* _WHAT YOU HAVE TO DO_
Reproduce all of the material below word for word, leaving out the pictures.

* _INFORMATION SHOWN_

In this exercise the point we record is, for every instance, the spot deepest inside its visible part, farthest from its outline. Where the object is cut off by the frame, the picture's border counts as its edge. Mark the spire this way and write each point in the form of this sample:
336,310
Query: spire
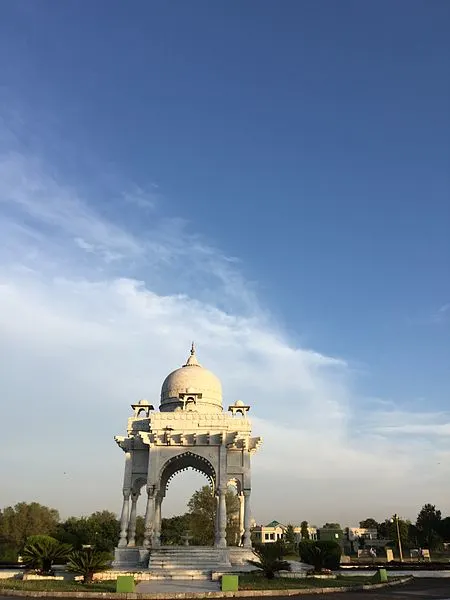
192,360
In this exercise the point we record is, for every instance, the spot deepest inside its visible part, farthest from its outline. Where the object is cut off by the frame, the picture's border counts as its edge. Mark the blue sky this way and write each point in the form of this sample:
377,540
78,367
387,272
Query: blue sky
277,172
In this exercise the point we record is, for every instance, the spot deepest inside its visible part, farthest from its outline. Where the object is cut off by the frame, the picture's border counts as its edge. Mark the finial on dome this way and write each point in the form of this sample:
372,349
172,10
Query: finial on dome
192,360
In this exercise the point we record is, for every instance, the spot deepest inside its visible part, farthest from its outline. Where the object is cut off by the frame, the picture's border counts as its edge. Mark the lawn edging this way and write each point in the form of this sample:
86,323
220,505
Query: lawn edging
187,595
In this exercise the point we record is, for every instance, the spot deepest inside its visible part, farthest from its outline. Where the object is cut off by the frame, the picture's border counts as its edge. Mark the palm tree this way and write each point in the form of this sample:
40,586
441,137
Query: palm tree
270,559
87,562
42,552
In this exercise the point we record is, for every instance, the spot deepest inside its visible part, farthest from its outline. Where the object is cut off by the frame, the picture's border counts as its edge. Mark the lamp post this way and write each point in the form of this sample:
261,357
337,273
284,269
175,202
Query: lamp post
395,520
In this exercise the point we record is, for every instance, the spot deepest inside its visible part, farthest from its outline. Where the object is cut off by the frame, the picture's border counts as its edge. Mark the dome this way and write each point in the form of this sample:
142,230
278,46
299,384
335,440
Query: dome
191,378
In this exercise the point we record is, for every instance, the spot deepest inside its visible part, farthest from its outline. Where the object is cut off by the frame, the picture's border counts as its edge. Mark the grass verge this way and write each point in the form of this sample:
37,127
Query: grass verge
57,586
258,582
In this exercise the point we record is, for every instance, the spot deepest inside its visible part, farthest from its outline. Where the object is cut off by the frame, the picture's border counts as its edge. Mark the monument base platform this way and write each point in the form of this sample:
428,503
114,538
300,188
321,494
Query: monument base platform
182,562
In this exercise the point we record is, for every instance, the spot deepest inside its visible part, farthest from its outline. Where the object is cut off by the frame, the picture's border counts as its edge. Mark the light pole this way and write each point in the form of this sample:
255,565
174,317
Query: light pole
395,520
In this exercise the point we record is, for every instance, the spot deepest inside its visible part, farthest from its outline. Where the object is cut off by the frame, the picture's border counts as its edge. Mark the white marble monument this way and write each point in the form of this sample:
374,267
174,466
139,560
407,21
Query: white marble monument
191,430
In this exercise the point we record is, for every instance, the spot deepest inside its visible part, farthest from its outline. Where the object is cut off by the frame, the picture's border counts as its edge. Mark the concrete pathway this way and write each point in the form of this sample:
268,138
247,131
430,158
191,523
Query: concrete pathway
167,586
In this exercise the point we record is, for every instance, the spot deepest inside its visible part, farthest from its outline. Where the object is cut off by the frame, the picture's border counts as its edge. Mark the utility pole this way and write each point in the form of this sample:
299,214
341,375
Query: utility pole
396,519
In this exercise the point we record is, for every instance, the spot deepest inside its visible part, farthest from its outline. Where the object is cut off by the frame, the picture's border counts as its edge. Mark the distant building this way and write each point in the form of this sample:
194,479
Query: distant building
329,534
357,533
275,531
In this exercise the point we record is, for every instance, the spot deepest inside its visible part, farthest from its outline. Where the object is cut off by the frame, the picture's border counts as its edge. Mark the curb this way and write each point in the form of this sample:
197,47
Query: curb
186,595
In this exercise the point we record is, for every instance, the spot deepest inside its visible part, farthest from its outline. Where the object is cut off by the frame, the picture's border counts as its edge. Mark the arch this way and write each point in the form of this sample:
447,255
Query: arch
138,483
236,483
182,462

* _TASK RESULT_
In this exercise the point we record is, for every instance, the spot deepest inside its visible part, farthest from its outline. Where the object is cut off by the frame, the picture's border counts as its edge. Mark the spire this way and write each point in the form of this sample:
336,310
Query: spire
192,360
In this exercise the point we record is, for every instance, the spot deepest inside its visible part, farthest from its outline. Where the object is cut off by the frame, the picture's border counts as its edge. Mark the blue sky this way and write each point in the form of this sample:
377,540
78,367
387,272
Query: blue sky
277,172
In this exercise the point we record is, for every instance, the spot deepest inside its visible part, farthest from its outline. Where the object is cut off by the frame, the picture's border counts as its edge. Mark the finial on dome this way and write each point in the form of this sample:
372,349
172,10
Query: finial on dome
192,360
In this exercise the point we record is, for every instance, the spot deepest inside its visible part, farthest from its outline. Where the object is cut off by the frame, the picture's border counts as its edge. Mark the lawn edging this way and write each point in the form of this sample:
86,323
220,505
Query: lawn edging
187,595
In this exercise the point we record is, for every instance, the spot deepest inside its visible part, farthest from its outline. Where the object is cut off by the frame, the picture's border counts as its edge. Mark the palm tree this way and write each point in the form of this sample:
40,586
441,137
Query: palm tree
270,559
87,562
42,552
In this exercise the point we record is, for every instance, the spot deepest inside its visible part, farthest from its outline. Where the object is cut off by the frame, the picture's border counts as its edge. Mark the lamp post this way and write each point in the form of this sample:
261,357
337,273
284,269
175,202
Query: lamp post
395,520
In this exercise the point we record is, for every instance, the spot deepest inside its visible part, farthest from its outline. Where the object is cut off by the frame, the picture's border counts as its edge. Mark the dome this way and write each point in the form of this sample:
142,230
278,46
299,384
335,440
Query: dome
191,378
In this exercise the point we record is, for every instance, the spot deepest inside its visible part, farthest from its outline. Where the object is cut off by the frame, the picture's border counts as its edge. Mark the grass verge this way and write each point in the form of this sample:
37,127
Query: grass verge
57,586
258,582
In this exercise the point we record is, for every instance, the spot deepest inside its visible part, farthest from its outline. Where the object is cut off by the frame, the picture's border counts as its edge. Mark the monument base platform this way and write each point in the form of this sample:
428,503
114,538
300,188
321,494
Query: monument base platform
182,562
In this exercise the point we record is, for every instance, the spot deepest inside its visible part, farthest from its outline. Where the object is cut off by the frame, the picture's border counts as its edge. Mark the light pole this way and write each point in the form of this sample:
255,565
174,317
Query: light pole
395,520
In this exercise the point we record is, for every instance, the spot deepest inside its visible part, farthest from its outline. Where the object is cut off by the frame, the picture's border counts as its edge. Mark the white marble monument this way and write each point in the form of this sample:
374,267
174,466
139,560
407,21
Query: white marble monument
191,430
In this exercise the point we record is, for every instance, the spot deepest inside its visible part, farthest from its outline. Where the object is cut off by the frame, the picture's border counts as its edge. Mark the concrete pathway this way and write each point in the form of this sample:
268,138
247,131
430,158
191,523
Query: concrete pathway
167,586
In this exercise the point we record is, for every instance, the spot deepest inside its visible part, farthest from its outline. Where the object is cut off by the frame, the picture's border counts as its edge. Mark the utility pole this way and write each point in the form of this sample:
299,214
341,375
Query: utility pole
396,519
In this exercise the point we record is, for every instance, the spot deepest inside its visible part, farthest from its outline. Where the object is cut off by the frame, the picture's border counts as its edge. Mark the distant building this way and write each point in the form of this sample:
194,479
Query: distant building
329,534
357,533
275,531
In this exercise the point we record is, for every instance, the spot deepest inside its visible part, farthest from its outline. Where the object is cut off by the frame, the picture's border counts as its edge. Mark the curb this way and write each point in the form of this sample:
197,47
Query: curb
186,595
In this exercise the point we record is, for every instance, the spot deepest inside its visible part, farthest from its outline. Where the object is cut off by the frame, the picture's border counts as its edge. Mark the arch this way and write each point in the form of this sample:
447,255
Query: arch
138,483
236,483
182,462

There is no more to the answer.